TASK 1: The given passage is about a court case on cross voting. Explain why, by its account, universal straight party voting would leave no way to decide which eight of the ten Democratic nominees had been elected if the two Republicans won a majority.

GIVEN PASSAGE:
▬▬▬

Even in this situation, the statute may serve some legitimate purpose of the state by assuring a fuller participation of the electorate. A necessary result of the requirement is a greater number of cross votes than otherwise would be had. Under the requirement, the Republican nominees will receive the votes of some Democratic voters, who, for personal or other reasons, do not wish to vote for one or more of the Democratic candidates, while some Republican voters will affirmatively wish to support one or more of the Democratic nominees, or will vote for some of them, because the undertaking to have all Republicans resort to the write-in device will not be completely and entirely effective. If, then, the two Republican nominees receive enough votes for election, the determination of those eight of the ten Democratic nominees, who are to be declared elected, will be on the basis of a fuller participation of the electorate. Indeed, if straight party voting was permissible and was universally followed, as the plaintiffs would have it, there would be no means of deciding which eight of the ten Democratic nominees had been elected if the two Republicans received a majority, for each of the ten Democratic nominees would have received the same number of votes. If the two Republicans are elected, the more cross-voting there is, the greater will be the participation of the electorate in the determination of which eight of the ten Democrats are elected to serve with the two Republicans.

▬▬▬

RECORDS TO PROCESS:

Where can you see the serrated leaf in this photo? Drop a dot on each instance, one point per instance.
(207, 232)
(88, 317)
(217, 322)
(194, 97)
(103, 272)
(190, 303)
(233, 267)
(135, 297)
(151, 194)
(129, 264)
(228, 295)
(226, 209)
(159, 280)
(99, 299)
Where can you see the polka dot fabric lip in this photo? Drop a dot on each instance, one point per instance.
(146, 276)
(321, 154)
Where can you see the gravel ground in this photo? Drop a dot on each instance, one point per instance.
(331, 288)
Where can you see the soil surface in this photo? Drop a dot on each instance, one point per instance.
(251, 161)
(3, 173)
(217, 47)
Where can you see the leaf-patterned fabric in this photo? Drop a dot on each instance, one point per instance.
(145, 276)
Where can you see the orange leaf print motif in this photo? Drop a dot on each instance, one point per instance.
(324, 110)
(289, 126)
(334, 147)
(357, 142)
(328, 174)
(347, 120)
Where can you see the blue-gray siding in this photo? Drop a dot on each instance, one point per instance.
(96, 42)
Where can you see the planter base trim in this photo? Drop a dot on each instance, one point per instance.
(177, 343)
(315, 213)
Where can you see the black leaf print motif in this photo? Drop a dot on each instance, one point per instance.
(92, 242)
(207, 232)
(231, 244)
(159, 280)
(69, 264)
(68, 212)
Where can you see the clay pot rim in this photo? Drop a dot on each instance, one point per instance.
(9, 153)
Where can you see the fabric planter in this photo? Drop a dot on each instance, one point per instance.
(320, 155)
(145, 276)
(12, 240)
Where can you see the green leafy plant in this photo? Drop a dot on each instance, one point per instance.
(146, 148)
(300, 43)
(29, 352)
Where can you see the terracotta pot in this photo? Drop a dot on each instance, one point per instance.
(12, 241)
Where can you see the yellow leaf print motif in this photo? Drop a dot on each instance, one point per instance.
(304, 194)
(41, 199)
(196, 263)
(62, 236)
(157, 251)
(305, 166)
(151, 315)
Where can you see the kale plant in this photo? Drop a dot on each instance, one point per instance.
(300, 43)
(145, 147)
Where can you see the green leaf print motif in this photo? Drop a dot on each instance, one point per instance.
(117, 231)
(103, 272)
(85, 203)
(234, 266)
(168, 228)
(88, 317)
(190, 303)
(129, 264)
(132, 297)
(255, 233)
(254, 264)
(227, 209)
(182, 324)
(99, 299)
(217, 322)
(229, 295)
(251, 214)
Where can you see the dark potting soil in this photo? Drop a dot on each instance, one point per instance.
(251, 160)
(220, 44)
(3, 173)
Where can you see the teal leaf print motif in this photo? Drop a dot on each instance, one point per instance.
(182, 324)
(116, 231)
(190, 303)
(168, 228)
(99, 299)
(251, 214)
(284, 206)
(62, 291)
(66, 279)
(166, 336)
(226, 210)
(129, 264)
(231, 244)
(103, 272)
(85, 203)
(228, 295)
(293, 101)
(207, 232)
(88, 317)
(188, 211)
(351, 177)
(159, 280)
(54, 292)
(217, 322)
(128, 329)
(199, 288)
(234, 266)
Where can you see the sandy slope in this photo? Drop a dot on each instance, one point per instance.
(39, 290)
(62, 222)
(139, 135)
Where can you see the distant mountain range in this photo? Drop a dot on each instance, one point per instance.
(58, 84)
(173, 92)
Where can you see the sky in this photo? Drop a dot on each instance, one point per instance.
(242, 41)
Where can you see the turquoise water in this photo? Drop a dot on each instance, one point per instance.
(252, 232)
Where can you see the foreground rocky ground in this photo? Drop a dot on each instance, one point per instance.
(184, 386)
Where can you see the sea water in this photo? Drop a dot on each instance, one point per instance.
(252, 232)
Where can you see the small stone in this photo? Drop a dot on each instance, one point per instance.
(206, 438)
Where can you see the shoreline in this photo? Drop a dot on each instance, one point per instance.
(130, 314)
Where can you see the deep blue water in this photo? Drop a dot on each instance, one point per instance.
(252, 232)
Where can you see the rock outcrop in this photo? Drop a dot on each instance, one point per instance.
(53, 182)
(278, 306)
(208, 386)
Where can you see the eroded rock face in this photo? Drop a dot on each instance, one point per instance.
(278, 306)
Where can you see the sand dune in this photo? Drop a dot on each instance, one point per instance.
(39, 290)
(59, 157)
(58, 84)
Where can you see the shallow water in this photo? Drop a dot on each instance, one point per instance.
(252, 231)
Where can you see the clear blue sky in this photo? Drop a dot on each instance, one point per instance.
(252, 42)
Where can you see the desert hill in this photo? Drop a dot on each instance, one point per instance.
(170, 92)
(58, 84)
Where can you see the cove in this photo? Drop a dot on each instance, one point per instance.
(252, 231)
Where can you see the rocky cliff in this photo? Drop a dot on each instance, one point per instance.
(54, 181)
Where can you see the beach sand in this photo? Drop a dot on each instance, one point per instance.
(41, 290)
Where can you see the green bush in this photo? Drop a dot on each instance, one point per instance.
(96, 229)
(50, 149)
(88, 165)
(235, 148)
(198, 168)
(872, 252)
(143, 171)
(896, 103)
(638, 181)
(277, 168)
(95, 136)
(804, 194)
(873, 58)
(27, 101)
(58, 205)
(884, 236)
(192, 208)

▬▬▬

TASK 2: Report every line of the records that contains the word "water".

EXERCISE SOLUTION 1: Under universal straight party voting, each of the ten Democratic nominees would receive the same number of votes. Nothing would then set them apart to show which eight had won.

EXERCISE SOLUTION 2:
Where can you see the turquoise water in this photo? Drop a dot on each instance, one point per instance.
Where can you see the sea water in this photo? Drop a dot on each instance, one point per instance.
Where can you see the deep blue water in this photo? Drop a dot on each instance, one point per instance.
Where can you see the shallow water in this photo? Drop a dot on each instance, one point per instance.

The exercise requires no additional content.